-- Tarea --
Reescribe el fragmento del texto de la página que empieza en "Nos entretiene pensar" y termina en "bajo nuestros pies.", sustituyendo "metro" por "tren".
[Texto de la página]
Es el «traje» que menciona Javier Sádaba en su libro Ética erótica: el traje que nos hemos fabricado a medida, con el que salimos a la calle y con el que nos ven habitualmente los demás; el traje elaborado a través del contacto diario con los otros, personas como nosotros que también poseen su propio traje a medida. Y, añade Sádaba: «en algunas ocasiones el traje tapa tanto el cuerpo que no se sabe si se está frente a un humano o ante un maniquí». 

Sin darnos cuenta de ello, el propio lenguaje que usamos todos los días fomenta esta falsa sensación de permanencia y de seguridad: cada uno de nosotros «somos» algo, las cosas «son» de esta o de aquella manera, la sociedad «es» la suma de sus individuos. 


Fotografía de Antoni Arissa

Lo advirtió Nietzsche en su momento, con su vehemencia y su locura y sus chispazos de genialidad: el verbo más importante de nuestra tradición occidental, el verbo «ser», es «el Gran Embaucador», un prestidigitador sutil y silencioso que nos ha engañado durante siglos de consolidación metafísica. Quién lo iba a decir: el problema ontológico reducido a un mero problema lingüístico. 

Hasta la categoría de «futuro» (el fantasma más huidizo, la sombra que acecha nuestros anhelos), parece tener entidad y substancia, aunque solo sea en nuestra imaginación enfebrecida, y ahí todos caemos en la trampa como niños ingenuos: nos encanta proyectarnos en lo que «todavía-no-es», en las posibilidades «futuribles», aunque sepamos de sobra que podrían «llegar-a-no-ser». 

Mentiríamos si dijésemos que no alimenta nuestra esperanza pensar en el «todavía», sin tener en cuenta su inevitable inconsistencia, su condición de fantasma, su extrema volubilidad. Hume ya nos advirtió que mañana puede no salir el sol. Claro que él lo dijo con la intención de cuestionar la metafísica y no para amargarnos el desayuno.

       Nos entretiene pensar en lo que podría haber pasado y sin embargo nunca ocurrió ni posiblemente vaya a ocurrir nunca. Hay una película de hace unos años, Dos vidas en un instante (Sliding Doors, 1998), protagonizada por Gwyneth Paltrow, que especula con las posibilidades divergentes de su protagonista, como un jardín de senderos que se bifurcan, si esta hubiese perdido el metro que la llevaba de vuelta a casa.

          Sea como sea, enredados en nuestras ocupaciones habituales, obnubilados por la fascinación del lenguaje o entretenidos por nuestra imaginación desbordante, el caso es que nuestro modo de vida fomenta la falsa ilusión de disponer de un tiempo sólido e infinito, de que no existe ninguna fuerza capaz de mover el suelo bajo nuestros pies. 

 
Fotografía de Antoni Arissa


Sin embargo, basta un leve imprevisto como el que estamos padeciendo estos  últimos días, la repentina aparición de un pequeño virus (que ni siquiera es de los más agresivos ni devastadores; sabemos que hay otros mucho más letales que el Covid-19), para que de repente lo común se vuelva extraordinario, lo extraordinario se vuelva lo más común, para que todas nuestras certezas se disipen como niebla entre los dedos.
[/Texto de la página]
[Muestra de datos]
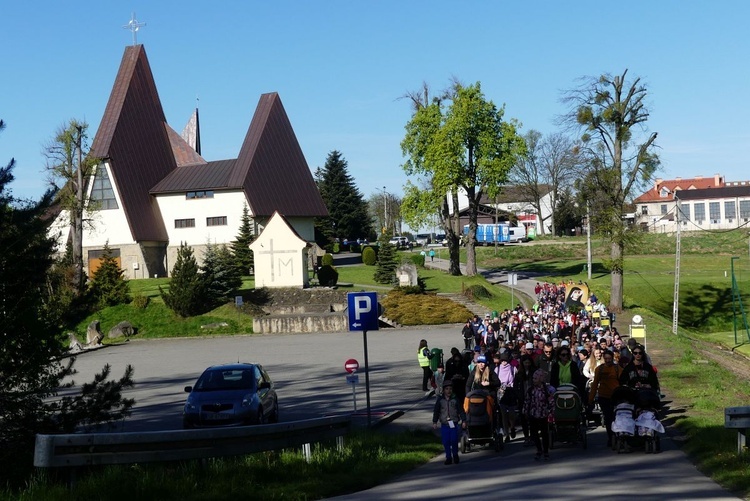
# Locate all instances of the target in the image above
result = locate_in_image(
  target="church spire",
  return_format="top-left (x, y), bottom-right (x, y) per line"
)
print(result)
top-left (180, 106), bottom-right (201, 155)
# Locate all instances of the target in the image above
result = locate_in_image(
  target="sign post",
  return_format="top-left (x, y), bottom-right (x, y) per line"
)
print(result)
top-left (344, 358), bottom-right (359, 412)
top-left (508, 273), bottom-right (518, 310)
top-left (346, 292), bottom-right (380, 428)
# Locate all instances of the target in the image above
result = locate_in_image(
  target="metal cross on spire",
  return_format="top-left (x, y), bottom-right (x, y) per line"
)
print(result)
top-left (123, 12), bottom-right (146, 45)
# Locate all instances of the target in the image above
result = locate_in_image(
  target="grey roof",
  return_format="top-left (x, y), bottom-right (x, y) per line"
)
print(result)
top-left (151, 159), bottom-right (242, 195)
top-left (674, 185), bottom-right (750, 201)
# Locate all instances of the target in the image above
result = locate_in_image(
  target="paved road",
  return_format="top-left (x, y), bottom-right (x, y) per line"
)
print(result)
top-left (69, 258), bottom-right (737, 500)
top-left (70, 326), bottom-right (736, 500)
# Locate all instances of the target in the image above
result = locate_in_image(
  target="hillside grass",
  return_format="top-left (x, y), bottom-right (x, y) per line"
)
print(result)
top-left (0, 431), bottom-right (443, 501)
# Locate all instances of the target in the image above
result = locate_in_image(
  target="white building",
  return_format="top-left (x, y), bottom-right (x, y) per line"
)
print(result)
top-left (634, 174), bottom-right (750, 233)
top-left (51, 45), bottom-right (328, 278)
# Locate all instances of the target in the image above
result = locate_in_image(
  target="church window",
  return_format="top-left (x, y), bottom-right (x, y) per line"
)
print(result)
top-left (174, 219), bottom-right (195, 228)
top-left (206, 216), bottom-right (227, 226)
top-left (740, 200), bottom-right (750, 222)
top-left (708, 202), bottom-right (721, 224)
top-left (91, 164), bottom-right (119, 210)
top-left (693, 202), bottom-right (706, 224)
top-left (185, 190), bottom-right (214, 200)
top-left (724, 200), bottom-right (737, 219)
[/Muestra de datos]
-- Resultado del ejercicio --
Nos entretiene pensar en lo que podría haber pasado y sin embargo nunca ocurrió ni posiblemente vaya a ocurrir nunca. Hay una película de hace unos años, Dos vidas en un instante (Sliding Doors, 1998), protagonizada por Gwyneth Paltrow, que especula con las posibilidades divergentes de su protagonista, como un jardín de senderos que se bifurcan, si esta hubiese perdido el tren que la llevaba de vuelta a casa.

          Sea como sea, enredados en nuestras ocupaciones habituales, obnubilados por la fascinación del lenguaje o entretenidos por nuestra imaginación desbordante, el caso es que nuestro modo de vida fomenta la falsa ilusión de disponer de un tiempo sólido e infinito, de que no existe ninguna fuerza capaz de mover el suelo bajo nuestros pies.